═══ Extract to read

Eventually the young Eagle, which did not seem concerned by the attacks, had had enough
and prepared to depart.
The moment of lift off with the massive up-raised wings about to thrust down.
The Ravens in pursuit.
I could not resist cropping the Eagle from the above image to remove the distraction
of the pesky Ravens and show the magnificent Eagle in all its glory.

Another wonderful bird encounter!
I wondered later, was the more aggressive Raven doing the swooping a male or a female?
PS.   The two Ravens may well be Little Ravens and not Australian, I am not sure?

Saturday, 7 March 2015

Brown Thornbill

In East Gippsland the Brown Thornbill is easily our most common thornbill in a wide range of habitats. However it avoids open habitats such as grasslands where Yellow-rumped Thornbills tend to be the most common of the thornbills.
Browns perhaps seem more common because they occupy understory where we are more likely to see them compared with Striated and Yellow Thornbills which often operate higher up in the canopy where they are harder to see. Also we are more likely to notice the Browns because they have a large repertoire of calls, with many distinctive calls and some quite melodic and loud, compared with the more limited range of calls and quieter voices of other thornbills. That said, I am fairly sure Browns are more numerous and widespread than other species of thornbill in East Gippsland.
Browns are relatively easy to identify with buff scallops on the forehead, a dark red eye and blackish streaks on a grey throat and breast. 
Right click with mouse on photo to enlarge and use wheel to scroll through images.
Close up of Brown Thornbill showing the buff scalloped forehead, dark red eye and dark streaks on grey throat and breast.
They actively forage in dense understory for insects and other small prey either alone, in pairs or small family groups. In the non breeding season they can often be found in mixed species flocks of thornbills and other small insectivores such as robins, scrub-wrens and so on.
The following sequence of photos show a Brown Thornbill foraging in Hazel Pomaderris (aspera) under tall Mountain Ash (E regnans) near the top of Mt Elizabeth, a long extinct volcano which is now a Flora Reserve where rare plants are protected.

Following a morning of rain and overcast conditions for most of the day the Thornbills seemed to be enjoying the late afternoon sunny breaks when light beamed down through the Mountain Ash canopy to the understory far below.
I was there to check out road conditions to this magic place for a BirdLife East Gippsland Monday outing the following day.

══════

__Your assignment__
Continue the East Gippsland bird blog from its last sentence. The collected data isn't needed for anything here.

═══ Source material

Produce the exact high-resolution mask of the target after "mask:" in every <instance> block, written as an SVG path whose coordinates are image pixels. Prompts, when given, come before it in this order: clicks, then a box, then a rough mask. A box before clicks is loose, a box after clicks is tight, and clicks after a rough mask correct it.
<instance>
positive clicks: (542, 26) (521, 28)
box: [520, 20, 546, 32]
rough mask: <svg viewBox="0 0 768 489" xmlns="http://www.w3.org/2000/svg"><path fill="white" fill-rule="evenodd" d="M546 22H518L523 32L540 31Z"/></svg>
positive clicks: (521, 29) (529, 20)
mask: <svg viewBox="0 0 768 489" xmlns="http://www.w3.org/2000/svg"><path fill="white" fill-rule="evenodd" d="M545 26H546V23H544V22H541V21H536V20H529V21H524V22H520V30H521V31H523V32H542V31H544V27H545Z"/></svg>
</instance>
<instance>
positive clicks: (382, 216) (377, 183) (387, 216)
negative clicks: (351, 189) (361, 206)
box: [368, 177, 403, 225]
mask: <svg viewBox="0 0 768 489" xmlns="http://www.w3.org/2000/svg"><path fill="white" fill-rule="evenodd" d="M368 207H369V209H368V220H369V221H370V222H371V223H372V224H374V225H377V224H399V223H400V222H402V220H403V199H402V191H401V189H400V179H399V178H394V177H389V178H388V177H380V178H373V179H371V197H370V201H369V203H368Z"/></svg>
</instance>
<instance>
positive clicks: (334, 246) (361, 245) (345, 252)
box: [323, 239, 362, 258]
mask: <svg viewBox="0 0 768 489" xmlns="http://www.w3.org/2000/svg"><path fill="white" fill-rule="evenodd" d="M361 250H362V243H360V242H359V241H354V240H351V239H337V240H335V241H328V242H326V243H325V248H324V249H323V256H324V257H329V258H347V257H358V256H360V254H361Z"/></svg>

══════

__Response area__
Friday, 6 March 2015

Red-capped Plover chick

On the Gippsland Lakes late in February, heading south in the channel between Fraser and Rigby Islands, we noticed a lone very young shorebird (wader) chick on the shoreline of Fraser Island. We did not have to ponder which species it was for long, a female Red-capped Plover soon joined the young bird.
Red-capped Plover, mother and chick, Fraser Island, Gippsland Lakes.

Male Red-capped Plover, not the chick's parent, photo taken elsewhere on a clear blue sky day, included to show a male which has a red head or cap.
 Even though the chick was not long hatched, in fact still a camouflaged ball of fluff, it was highly mobile on long legs, darting forward and stopping abruptly as it searched for food along the shoreline. We only saw the female parent, though both parents usually tend the young, which can vary in number from one to three. 
The presence of our boat just off shore aroused the protective instinct in the mother bird; she followed the chick closely, and it seemed to be oblivious to us, as it darted here and there along the shore looking for food. I think the chicks find their own food, they are not fed by the parents (?). 
Capturing images of the small stop/start bird was tricky in the overcast conditions with dull and flat light, an extreme test for the auto-focus system.

The start of a tiny wing is just visible.

The chick has found a small food item by the water's edge.
Mother continues to keep a close eye on the chick and us. The chick continues to forage, it has to grow up fast.

The young bird was very cute and very vulnerable. With no wings or feathers developed yet to fly, the young bird must rely on its long legs, camouflage and its mother for protection from predators.